INSTRUCCIÓN DADA 1>
Identifica y copia cada línea de las entradas en la que aparezca la palabra "small".
INSTRUCCIÓN DADA 2>
Prolonga el texto sobre los aspirantes a gobernar Guadalajara a partir de su último párrafo.

━━━ TEXTO PROPORCIONADO

Por Amaury Sánchez
En los últimos días, cuando los rumores de las plazas públicas se entrelazan con el murmullo de las fuentes y los gritos agudos de los vendedores de frutas, Guadalajara —la perla tapatía que ha sido tantas veces escenario de sueños y naufragios— parece estar preguntándose, como un anciano sabio que palpa su propio pulso, quién será su próximo corazón, su nueva voz, su aliento de futuro.
Entre los nombres que susurran los corredores políticos y las ancianas que venden flores en el Mercado Corona, resalta el de Claudia Delgadillo, una mujer curtida en los vaivenes de la política, que alguna vez, como tantos otros, conoció las sombras del PRI y que, al igual que un ave de paso que reconoce la tempestad antes de que arrecie, buscó refugio en las promesas abiertas de la Cuarta Transformación. Delgadillo no es ajena a la ciudad: ha caminado sus calles desde cuando apenas la luz del progreso asomaba en las colonias más olvidadas, y ha visto de cerca, como pocos, el hambre, la desolación y la terquedad esperanzada de su gente.
Licenciada en Derecho, criada políticamente entre los salones de los viejos partidos y las avenidas polvorientas del populismo, Claudia Delgadillo carga consigo no solo el peso de los cargos legislativos que ha ostentado, sino también esa rara virtud de la experiencia: saber que gobernar una ciudad como Guadalajara no es asunto de discursos floridos ni promesas en papel mojado, sino de comprender la respiración misma de su gente. Quizá por eso, sus propuestas, aunque a veces empañadas por el ruido de la politiquería, apuntan al corazón palpitante de los problemas: la salud de los pobres, la educación de los niños que juegan descalzos en los callejones, la seguridad de los obreros que madrugan más que el sol.
Pero la vida pública es un río de corrientes traicioneras, y frente a ella se alzan otras figuras que reclaman también su parte en el destino. Una de ellas es Mery Pozos, una diputada joven de palabra firme, que conoce el Distrito 11 como la palma de su mano, pero cuyo nombre todavía se pierde en los ecos de las colonias más lejanas. Pozos tiene la frescura del idealismo, sí, y la fuerza de quien no ha sido todavía herida por las derrotas, pero en su contra pesa la falta de una experiencia que, en una ciudad tan compleja como Guadalajara, puede ser la diferencia entre un gobierno de promesas y uno de realidades.

━━━━━━
━━━ DATOS EXTRAÍDOS

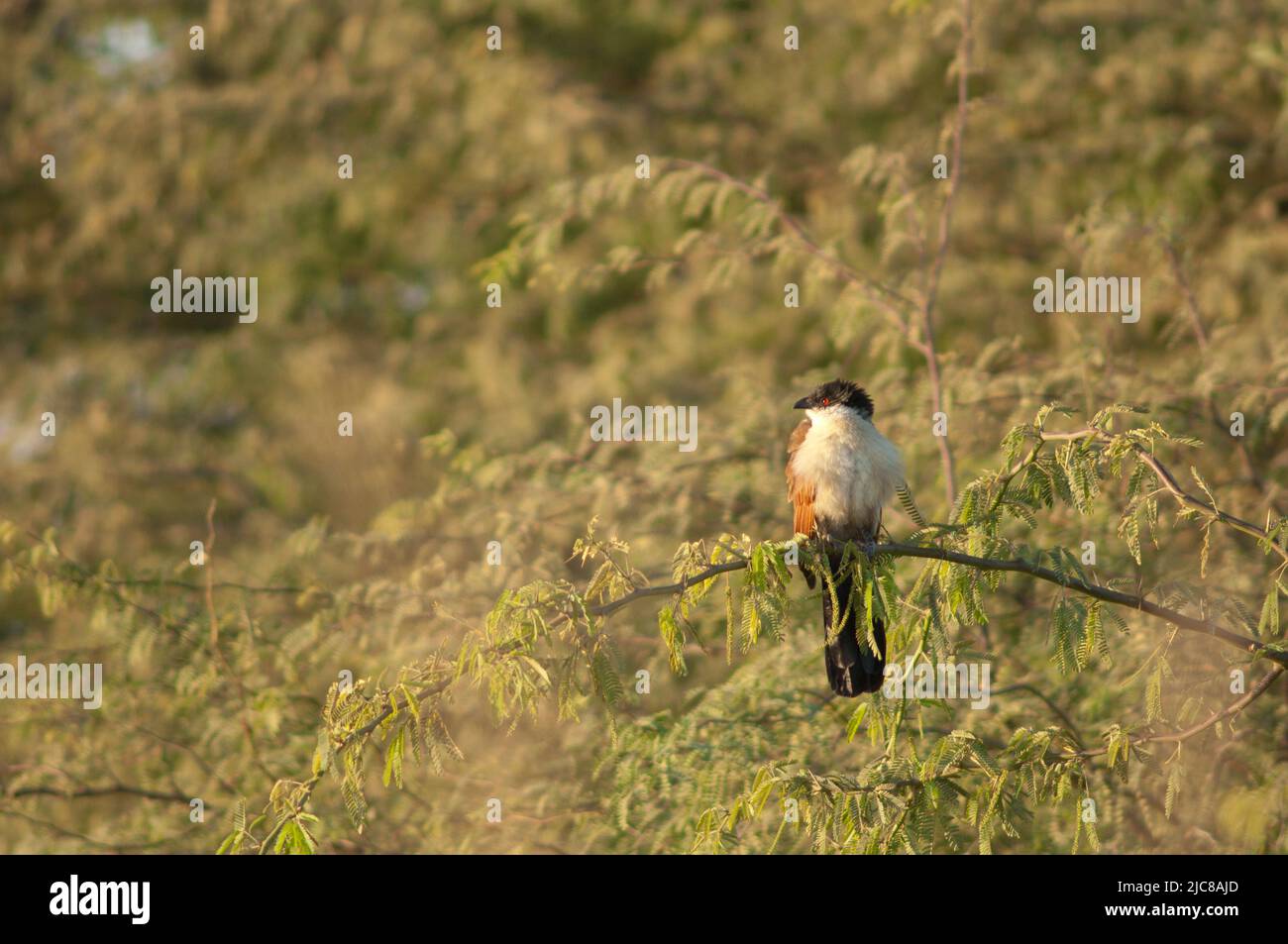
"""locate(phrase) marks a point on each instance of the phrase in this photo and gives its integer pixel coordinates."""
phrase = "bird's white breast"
(855, 471)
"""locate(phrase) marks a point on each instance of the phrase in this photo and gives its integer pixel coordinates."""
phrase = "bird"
(840, 474)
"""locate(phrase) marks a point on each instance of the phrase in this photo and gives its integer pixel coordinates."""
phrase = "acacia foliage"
(370, 556)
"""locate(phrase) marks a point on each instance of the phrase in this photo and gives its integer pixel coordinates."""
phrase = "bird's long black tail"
(851, 666)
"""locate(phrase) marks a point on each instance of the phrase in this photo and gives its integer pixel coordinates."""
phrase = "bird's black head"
(838, 393)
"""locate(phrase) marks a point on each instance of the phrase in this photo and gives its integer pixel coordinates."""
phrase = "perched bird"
(840, 474)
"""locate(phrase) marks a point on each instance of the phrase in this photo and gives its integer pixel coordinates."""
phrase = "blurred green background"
(472, 423)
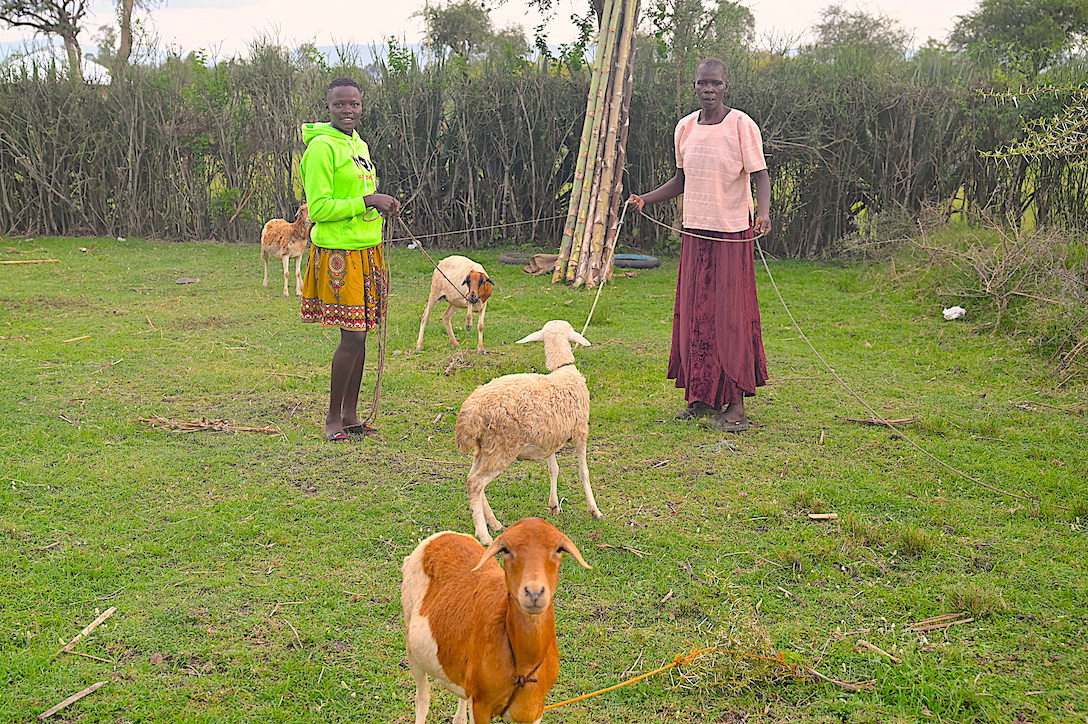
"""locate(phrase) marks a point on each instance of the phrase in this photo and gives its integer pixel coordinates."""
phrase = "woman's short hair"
(713, 63)
(340, 83)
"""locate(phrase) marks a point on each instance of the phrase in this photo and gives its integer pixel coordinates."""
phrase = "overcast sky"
(225, 27)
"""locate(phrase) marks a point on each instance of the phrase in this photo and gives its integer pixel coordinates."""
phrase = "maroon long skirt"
(717, 353)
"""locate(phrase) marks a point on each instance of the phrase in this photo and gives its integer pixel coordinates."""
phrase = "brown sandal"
(695, 409)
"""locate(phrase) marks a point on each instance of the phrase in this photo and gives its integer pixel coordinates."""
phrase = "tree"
(1028, 33)
(60, 17)
(462, 26)
(874, 35)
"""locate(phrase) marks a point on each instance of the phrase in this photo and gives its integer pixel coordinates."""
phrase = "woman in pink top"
(717, 344)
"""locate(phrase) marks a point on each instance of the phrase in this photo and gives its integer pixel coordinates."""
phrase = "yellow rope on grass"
(680, 660)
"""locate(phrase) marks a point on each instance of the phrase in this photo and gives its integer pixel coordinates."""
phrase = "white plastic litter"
(954, 313)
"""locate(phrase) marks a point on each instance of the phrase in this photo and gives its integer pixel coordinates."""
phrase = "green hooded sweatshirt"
(336, 174)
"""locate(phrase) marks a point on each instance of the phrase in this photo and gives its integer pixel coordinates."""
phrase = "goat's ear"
(568, 547)
(575, 336)
(495, 547)
(535, 336)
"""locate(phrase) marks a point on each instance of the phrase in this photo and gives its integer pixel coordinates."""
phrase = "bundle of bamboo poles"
(589, 237)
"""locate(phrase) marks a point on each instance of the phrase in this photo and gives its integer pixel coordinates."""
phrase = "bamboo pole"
(606, 50)
(617, 199)
(591, 271)
(592, 112)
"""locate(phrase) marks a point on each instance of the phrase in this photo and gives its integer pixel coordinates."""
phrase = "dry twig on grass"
(873, 420)
(204, 424)
(1031, 406)
(72, 699)
(946, 621)
(623, 548)
(95, 624)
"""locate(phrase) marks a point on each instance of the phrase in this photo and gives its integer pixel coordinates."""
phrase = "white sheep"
(284, 240)
(527, 417)
(485, 634)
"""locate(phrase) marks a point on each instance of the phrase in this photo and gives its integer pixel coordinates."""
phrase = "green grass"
(196, 538)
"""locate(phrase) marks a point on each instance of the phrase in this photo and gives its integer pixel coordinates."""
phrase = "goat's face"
(532, 550)
(479, 286)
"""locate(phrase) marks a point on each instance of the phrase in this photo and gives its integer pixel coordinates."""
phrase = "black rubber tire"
(635, 261)
(520, 258)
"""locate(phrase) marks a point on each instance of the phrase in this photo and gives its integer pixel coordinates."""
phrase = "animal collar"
(520, 680)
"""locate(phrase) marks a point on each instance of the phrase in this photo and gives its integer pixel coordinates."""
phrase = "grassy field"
(256, 577)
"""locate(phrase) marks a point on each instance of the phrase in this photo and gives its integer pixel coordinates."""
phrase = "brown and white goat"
(471, 292)
(284, 240)
(485, 634)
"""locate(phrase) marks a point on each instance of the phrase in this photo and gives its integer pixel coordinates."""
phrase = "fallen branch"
(874, 420)
(623, 548)
(864, 643)
(204, 424)
(95, 624)
(72, 699)
(922, 629)
(863, 686)
(934, 620)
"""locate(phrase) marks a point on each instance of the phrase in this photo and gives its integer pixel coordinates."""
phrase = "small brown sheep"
(527, 417)
(284, 240)
(483, 632)
(472, 293)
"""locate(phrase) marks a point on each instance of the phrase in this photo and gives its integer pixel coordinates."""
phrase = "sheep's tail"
(467, 432)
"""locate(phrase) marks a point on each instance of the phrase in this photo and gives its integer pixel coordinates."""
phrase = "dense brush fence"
(190, 149)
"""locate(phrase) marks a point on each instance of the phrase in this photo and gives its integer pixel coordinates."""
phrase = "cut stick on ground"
(1028, 404)
(204, 424)
(920, 629)
(623, 548)
(72, 699)
(95, 624)
(863, 686)
(873, 420)
(934, 620)
(862, 642)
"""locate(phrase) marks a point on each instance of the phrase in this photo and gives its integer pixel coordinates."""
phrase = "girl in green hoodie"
(346, 282)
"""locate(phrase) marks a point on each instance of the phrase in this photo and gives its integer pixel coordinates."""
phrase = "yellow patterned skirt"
(346, 289)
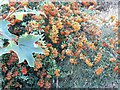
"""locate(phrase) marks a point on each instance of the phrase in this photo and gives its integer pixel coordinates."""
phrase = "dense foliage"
(39, 41)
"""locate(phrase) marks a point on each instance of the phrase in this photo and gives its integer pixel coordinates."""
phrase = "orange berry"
(112, 59)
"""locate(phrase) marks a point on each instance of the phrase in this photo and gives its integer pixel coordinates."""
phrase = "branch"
(12, 12)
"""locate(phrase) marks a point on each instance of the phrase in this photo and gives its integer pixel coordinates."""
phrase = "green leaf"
(4, 33)
(19, 16)
(24, 49)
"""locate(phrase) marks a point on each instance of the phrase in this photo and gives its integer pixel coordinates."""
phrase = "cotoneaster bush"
(41, 41)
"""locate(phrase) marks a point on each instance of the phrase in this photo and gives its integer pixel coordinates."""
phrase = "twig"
(12, 12)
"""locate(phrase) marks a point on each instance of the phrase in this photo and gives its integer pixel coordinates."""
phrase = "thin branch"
(12, 12)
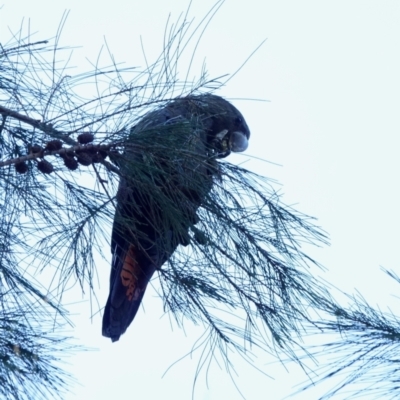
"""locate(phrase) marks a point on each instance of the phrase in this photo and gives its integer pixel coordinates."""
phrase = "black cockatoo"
(167, 169)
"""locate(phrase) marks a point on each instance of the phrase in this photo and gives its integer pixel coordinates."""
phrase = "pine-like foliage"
(242, 274)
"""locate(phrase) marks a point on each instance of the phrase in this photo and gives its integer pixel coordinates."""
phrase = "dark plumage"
(166, 171)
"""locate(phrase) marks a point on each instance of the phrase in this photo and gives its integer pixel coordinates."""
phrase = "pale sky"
(330, 73)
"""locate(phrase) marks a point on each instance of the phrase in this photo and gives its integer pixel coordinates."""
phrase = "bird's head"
(228, 129)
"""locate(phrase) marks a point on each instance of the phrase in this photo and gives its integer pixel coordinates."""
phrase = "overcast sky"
(330, 73)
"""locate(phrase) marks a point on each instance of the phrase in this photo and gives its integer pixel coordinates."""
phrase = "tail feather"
(131, 276)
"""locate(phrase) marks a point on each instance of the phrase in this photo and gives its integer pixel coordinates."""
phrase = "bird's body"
(168, 169)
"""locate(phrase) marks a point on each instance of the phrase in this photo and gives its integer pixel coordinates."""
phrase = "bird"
(168, 167)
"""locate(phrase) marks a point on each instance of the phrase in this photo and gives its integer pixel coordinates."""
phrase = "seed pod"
(45, 167)
(21, 167)
(52, 145)
(35, 148)
(70, 163)
(103, 153)
(84, 159)
(85, 138)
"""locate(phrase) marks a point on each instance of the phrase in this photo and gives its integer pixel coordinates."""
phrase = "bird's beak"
(236, 142)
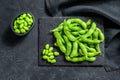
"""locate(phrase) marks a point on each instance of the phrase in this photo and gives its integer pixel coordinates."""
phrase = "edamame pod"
(76, 20)
(74, 52)
(68, 46)
(67, 33)
(58, 36)
(61, 46)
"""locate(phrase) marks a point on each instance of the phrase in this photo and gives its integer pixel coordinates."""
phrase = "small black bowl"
(16, 18)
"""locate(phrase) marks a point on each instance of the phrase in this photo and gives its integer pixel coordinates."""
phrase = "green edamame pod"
(75, 59)
(74, 52)
(50, 49)
(68, 46)
(90, 41)
(83, 48)
(74, 28)
(91, 49)
(88, 23)
(76, 33)
(101, 35)
(59, 28)
(80, 52)
(47, 46)
(93, 54)
(83, 32)
(95, 35)
(61, 46)
(98, 48)
(68, 58)
(91, 59)
(91, 30)
(58, 36)
(77, 20)
(43, 52)
(67, 33)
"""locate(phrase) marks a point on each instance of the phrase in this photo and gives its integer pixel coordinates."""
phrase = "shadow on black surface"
(10, 39)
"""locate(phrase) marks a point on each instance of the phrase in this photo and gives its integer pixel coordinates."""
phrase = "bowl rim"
(15, 19)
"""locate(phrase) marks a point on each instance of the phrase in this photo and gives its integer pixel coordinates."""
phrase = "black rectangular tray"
(45, 36)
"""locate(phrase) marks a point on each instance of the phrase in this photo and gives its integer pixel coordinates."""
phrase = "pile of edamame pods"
(78, 40)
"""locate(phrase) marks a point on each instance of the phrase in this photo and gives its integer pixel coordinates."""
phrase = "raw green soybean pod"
(61, 46)
(74, 52)
(95, 37)
(90, 41)
(59, 28)
(68, 46)
(84, 50)
(91, 30)
(91, 59)
(93, 54)
(77, 20)
(58, 36)
(67, 33)
(89, 22)
(101, 35)
(68, 58)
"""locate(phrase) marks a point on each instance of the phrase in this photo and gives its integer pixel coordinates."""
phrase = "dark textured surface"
(45, 36)
(19, 56)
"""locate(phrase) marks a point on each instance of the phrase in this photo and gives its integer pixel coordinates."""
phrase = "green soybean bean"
(51, 57)
(77, 20)
(81, 59)
(59, 28)
(83, 32)
(58, 36)
(43, 52)
(75, 59)
(68, 46)
(55, 44)
(91, 30)
(61, 46)
(45, 57)
(93, 54)
(74, 28)
(101, 35)
(50, 49)
(46, 52)
(83, 48)
(53, 61)
(67, 33)
(26, 28)
(74, 52)
(95, 35)
(17, 31)
(56, 53)
(91, 49)
(91, 59)
(22, 31)
(80, 52)
(76, 33)
(90, 41)
(47, 46)
(51, 54)
(68, 58)
(88, 23)
(98, 48)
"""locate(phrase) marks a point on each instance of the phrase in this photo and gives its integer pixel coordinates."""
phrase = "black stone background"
(19, 56)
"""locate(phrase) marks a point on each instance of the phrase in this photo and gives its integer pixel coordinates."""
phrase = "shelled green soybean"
(78, 40)
(49, 55)
(23, 23)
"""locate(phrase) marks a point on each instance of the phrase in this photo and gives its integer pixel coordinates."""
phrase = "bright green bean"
(74, 52)
(68, 46)
(61, 46)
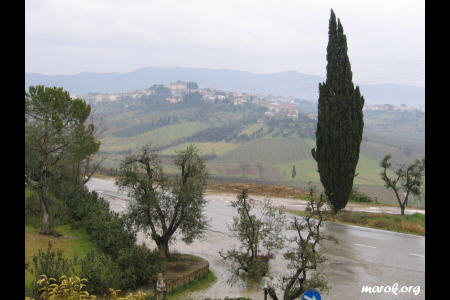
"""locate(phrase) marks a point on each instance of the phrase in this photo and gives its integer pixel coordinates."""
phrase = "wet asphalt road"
(363, 256)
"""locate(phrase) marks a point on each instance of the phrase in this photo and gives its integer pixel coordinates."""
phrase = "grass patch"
(413, 224)
(201, 283)
(72, 242)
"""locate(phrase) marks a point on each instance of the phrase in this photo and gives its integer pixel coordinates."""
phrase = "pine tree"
(340, 121)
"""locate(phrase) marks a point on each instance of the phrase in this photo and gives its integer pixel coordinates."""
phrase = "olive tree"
(306, 255)
(159, 206)
(407, 178)
(55, 134)
(255, 234)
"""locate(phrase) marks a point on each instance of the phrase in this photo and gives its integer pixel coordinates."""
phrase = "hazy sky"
(386, 39)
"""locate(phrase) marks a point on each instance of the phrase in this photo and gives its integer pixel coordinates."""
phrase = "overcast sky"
(386, 39)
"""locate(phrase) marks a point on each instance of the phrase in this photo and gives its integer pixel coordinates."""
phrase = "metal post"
(160, 288)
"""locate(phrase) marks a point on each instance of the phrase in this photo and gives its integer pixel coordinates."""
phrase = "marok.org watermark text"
(394, 289)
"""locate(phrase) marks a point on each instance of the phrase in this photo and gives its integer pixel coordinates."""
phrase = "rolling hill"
(289, 83)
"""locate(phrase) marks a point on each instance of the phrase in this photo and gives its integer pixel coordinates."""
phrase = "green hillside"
(239, 141)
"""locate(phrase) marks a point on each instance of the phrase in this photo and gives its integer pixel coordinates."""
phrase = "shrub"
(139, 266)
(101, 272)
(68, 288)
(51, 263)
(109, 231)
(358, 196)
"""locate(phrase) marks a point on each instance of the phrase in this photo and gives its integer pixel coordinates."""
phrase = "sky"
(386, 39)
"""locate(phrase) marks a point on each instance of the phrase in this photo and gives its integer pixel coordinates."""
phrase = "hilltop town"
(176, 92)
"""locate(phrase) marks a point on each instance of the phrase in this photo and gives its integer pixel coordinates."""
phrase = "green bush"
(101, 272)
(51, 263)
(139, 266)
(358, 196)
(108, 229)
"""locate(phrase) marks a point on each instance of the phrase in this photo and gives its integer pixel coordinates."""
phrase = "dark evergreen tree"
(340, 121)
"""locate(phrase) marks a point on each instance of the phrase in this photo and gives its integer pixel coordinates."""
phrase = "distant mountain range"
(289, 83)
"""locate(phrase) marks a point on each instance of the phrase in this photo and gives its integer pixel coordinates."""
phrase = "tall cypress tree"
(340, 121)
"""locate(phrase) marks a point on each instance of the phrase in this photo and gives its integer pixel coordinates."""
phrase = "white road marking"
(416, 255)
(365, 246)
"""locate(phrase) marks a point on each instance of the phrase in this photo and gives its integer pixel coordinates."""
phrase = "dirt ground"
(256, 189)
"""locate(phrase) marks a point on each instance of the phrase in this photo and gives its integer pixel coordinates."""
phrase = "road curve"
(363, 256)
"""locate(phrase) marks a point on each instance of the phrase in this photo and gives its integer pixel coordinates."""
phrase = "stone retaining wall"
(182, 279)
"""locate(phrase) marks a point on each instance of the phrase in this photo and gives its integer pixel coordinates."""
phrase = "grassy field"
(413, 224)
(72, 242)
(268, 151)
(206, 148)
(200, 284)
(159, 137)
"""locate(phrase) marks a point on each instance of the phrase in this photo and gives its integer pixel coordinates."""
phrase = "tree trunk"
(46, 226)
(163, 246)
(402, 208)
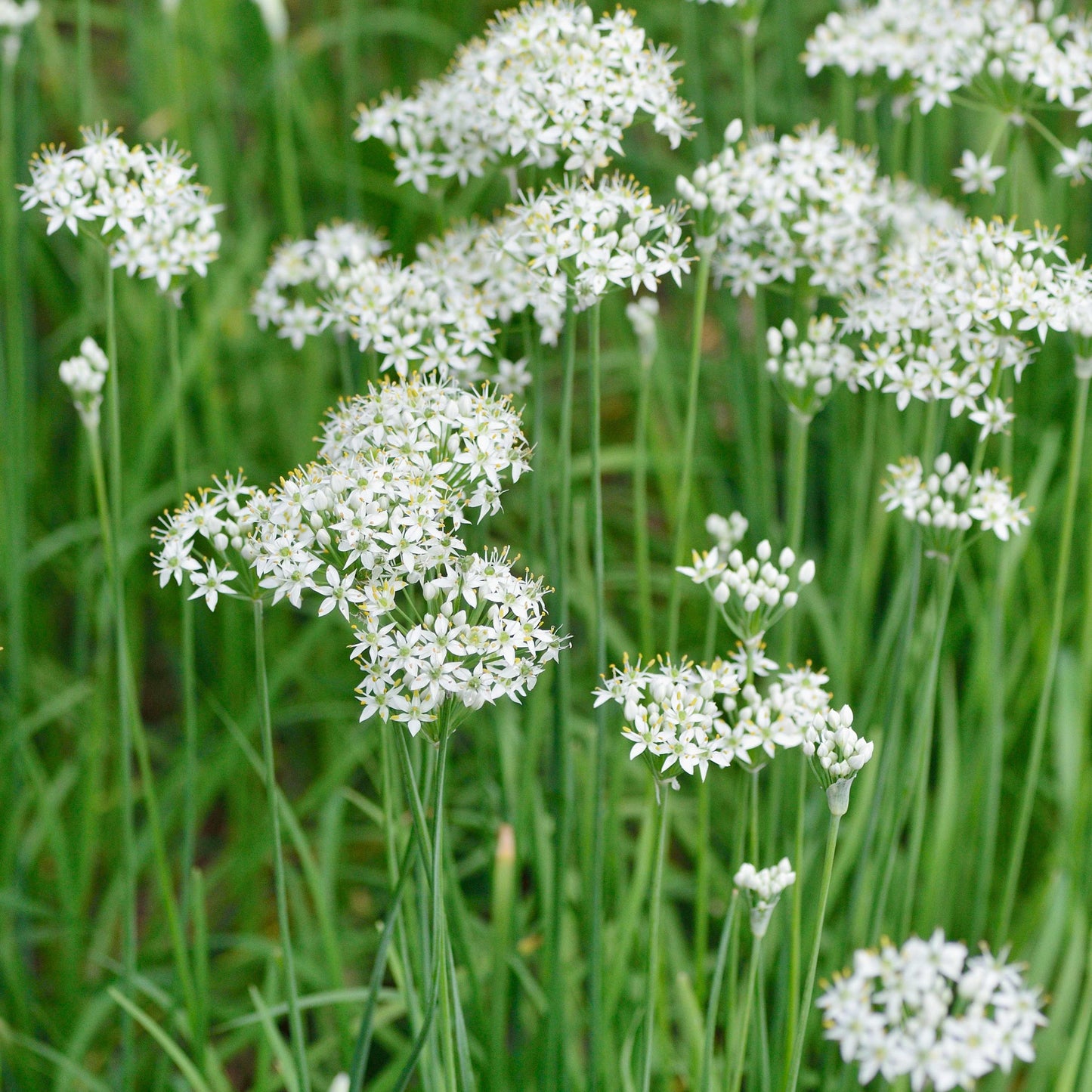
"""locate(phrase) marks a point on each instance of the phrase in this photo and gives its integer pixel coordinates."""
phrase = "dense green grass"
(271, 132)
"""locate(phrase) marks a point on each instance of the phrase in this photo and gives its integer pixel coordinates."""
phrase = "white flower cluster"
(765, 888)
(800, 206)
(948, 311)
(599, 235)
(84, 376)
(14, 17)
(927, 1011)
(156, 221)
(201, 540)
(672, 712)
(837, 755)
(947, 503)
(934, 48)
(302, 271)
(547, 83)
(372, 530)
(753, 593)
(806, 370)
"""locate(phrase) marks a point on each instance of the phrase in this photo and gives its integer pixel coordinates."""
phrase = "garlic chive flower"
(954, 307)
(679, 713)
(753, 593)
(302, 271)
(203, 544)
(14, 17)
(600, 235)
(947, 503)
(800, 209)
(928, 1013)
(155, 221)
(84, 376)
(977, 174)
(547, 84)
(836, 753)
(763, 888)
(805, 368)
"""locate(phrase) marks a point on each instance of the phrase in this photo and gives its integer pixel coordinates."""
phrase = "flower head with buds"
(837, 755)
(928, 1013)
(199, 543)
(947, 503)
(765, 888)
(84, 376)
(549, 83)
(156, 222)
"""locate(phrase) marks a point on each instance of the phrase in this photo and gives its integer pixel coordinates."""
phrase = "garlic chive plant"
(930, 1013)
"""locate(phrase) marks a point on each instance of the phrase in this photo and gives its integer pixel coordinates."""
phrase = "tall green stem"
(596, 1033)
(295, 1021)
(125, 710)
(802, 1022)
(748, 1005)
(561, 756)
(186, 604)
(1043, 710)
(682, 512)
(655, 908)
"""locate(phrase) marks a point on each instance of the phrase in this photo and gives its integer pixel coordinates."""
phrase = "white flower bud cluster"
(200, 542)
(642, 314)
(598, 235)
(765, 888)
(301, 271)
(837, 753)
(84, 376)
(806, 368)
(753, 593)
(952, 307)
(928, 1013)
(372, 531)
(546, 84)
(947, 503)
(156, 221)
(803, 206)
(14, 17)
(982, 48)
(679, 712)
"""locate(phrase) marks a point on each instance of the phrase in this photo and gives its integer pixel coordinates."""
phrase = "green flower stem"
(748, 1005)
(682, 511)
(655, 912)
(125, 710)
(1043, 709)
(704, 1081)
(802, 1022)
(642, 561)
(295, 1021)
(561, 750)
(596, 1031)
(189, 670)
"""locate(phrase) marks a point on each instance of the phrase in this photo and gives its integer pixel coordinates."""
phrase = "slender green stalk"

━━━━━━

RESPUESTA 1>
phrase = "small brown sheep"
phrase = "small black bowl"

RESPUESTA 2>
Y como una sombra ilustre que camina en silencio entre los libros y los auditorios, está también Ricardo Villanueva, el rector que soñó ciudades universitarias y que supo, en su tiempo, ganar la autonomía de la Universidad de Guadalajara como quien arranca una bandera de las garras del olvido. Villanueva tiene la virtud de la gestión eficiente, el prestigio académico que respira autoridad sin necesidad de gritar, pero su mundo —construido de becas, cátedras y debates— no siempre se conecta con la áspera realidad de las colonias donde las prioridades no son la filosofía ni las humanidades, sino la inseguridad, la falta de agua potable y la violencia cotidiana.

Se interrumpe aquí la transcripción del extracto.